■ Required work ■
Rewrite the entries below, putting "Marking rule" wherever "Pointing guideline" appears and keeping everything else the same.

■ Extracted entries ■
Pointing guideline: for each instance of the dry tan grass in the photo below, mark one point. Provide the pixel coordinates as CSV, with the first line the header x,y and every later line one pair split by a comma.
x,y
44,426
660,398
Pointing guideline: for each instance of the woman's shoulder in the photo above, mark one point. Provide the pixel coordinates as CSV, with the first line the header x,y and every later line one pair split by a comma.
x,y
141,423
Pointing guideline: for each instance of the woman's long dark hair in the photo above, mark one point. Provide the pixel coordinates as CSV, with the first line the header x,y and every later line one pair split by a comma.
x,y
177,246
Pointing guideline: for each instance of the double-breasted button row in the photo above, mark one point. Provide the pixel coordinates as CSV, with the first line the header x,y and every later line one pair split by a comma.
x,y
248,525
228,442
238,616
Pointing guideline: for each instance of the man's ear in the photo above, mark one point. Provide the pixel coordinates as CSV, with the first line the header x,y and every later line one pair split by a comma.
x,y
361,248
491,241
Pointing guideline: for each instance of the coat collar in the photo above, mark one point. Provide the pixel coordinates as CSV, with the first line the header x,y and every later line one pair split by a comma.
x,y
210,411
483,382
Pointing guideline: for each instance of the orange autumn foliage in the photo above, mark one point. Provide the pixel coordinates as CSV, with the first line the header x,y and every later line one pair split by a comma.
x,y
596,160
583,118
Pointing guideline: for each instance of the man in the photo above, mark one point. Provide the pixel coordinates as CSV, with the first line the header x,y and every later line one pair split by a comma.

■ Task response ■
Marking rule: for each instance of the dry tan grass in the photo below, mark one point. Provide the pixel coordinates as CSV, with the first line the header x,y and every later line one pair split by a comma.
x,y
44,426
660,398
Marking rule: for each instance of the woman's shoulder in the photo above, mark one point. Provide the pixel coordinates as CSV, with the first line the header x,y and every later line one pair split by a comma.
x,y
141,423
Marking rule: for each instance of the woman's long dark hair in the photo above, mark one point. Provide the pixel coordinates as CSV, with the first line the header x,y and every later line one pair split by a comma.
x,y
177,246
Marking rule: for each instance of the double-breasted button row in the photo above, mark one point. Provide the pixel coordinates as CSV, with the first line the header x,y and every later line one pair split by a comma.
x,y
248,525
228,442
238,616
Marking rule: for each instance of the man's ear in the photo above, mark one point. Provide the pixel coordinates as CSV, with the first line the header x,y and every later line one pair split by a comma.
x,y
361,248
491,241
Marking rule: for each instance of the coat collar in the photo above, mark one point. Provide the pixel coordinates as CSV, with the first line the header x,y and every later line one pair split by a comma.
x,y
210,411
483,382
Marking rule: for each instance of the orange autumn foliage in the photo above, mark one point. Provide the pixel coordinates as CSV, with the first line the header x,y and every later line one pair split by a comma.
x,y
596,160
583,118
Marking rule: for each instance of the man in the photo above, mark one point. Provide the pixel coordinates as CSV, with the first line the header x,y and every later line one pair split by a comma.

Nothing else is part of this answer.